§ **Action item**:
Which lines of the entries contain the string "shall"? Copy each of them.

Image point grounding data
━━━━━━━━━━━━━━━━━━━━

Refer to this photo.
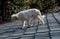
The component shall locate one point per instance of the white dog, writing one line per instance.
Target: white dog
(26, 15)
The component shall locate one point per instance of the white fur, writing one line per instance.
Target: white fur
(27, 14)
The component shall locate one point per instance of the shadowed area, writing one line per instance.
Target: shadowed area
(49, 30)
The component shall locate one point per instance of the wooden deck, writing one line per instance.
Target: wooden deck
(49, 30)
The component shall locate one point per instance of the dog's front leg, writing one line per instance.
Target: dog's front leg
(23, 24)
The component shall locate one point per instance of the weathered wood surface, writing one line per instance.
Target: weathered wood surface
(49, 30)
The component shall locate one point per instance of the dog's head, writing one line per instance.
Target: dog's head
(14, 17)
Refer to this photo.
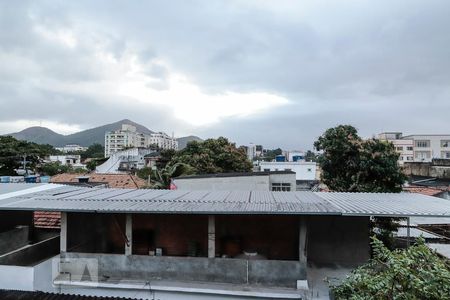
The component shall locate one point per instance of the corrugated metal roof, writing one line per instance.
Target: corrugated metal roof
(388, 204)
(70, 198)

━━━━━━━━━━━━━━━━━━━━

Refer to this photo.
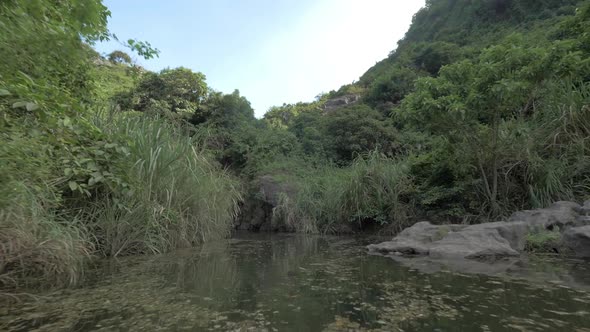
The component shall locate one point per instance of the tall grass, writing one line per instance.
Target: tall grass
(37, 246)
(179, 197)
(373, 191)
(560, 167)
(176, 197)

━━━━━━━━━━━━━━━━━━━━

§ **Exercise solution**:
The component shall locate one point per instance of the white dog, writing one line per instance.
The component shall locate one point per instance of the white fur, writing one line per instance.
The component shall locate one point per instance of the shadowed area, writing one line per instance.
The component shall locate one point per instance of the wooden deck, writing one line per instance.
The component shall locate one point per instance of the dog's front leg, writing one line per instance.
The component shall locate one point per instance of the weathered wood surface, writing one line per instance.
The component shall locate one point per instance of the dog's head, writing one line per instance.
The component shall locate one point per instance of the corrugated metal roof, writing one line per instance.
The component shall locate one point per instance of the tall grass, writing one line per instance.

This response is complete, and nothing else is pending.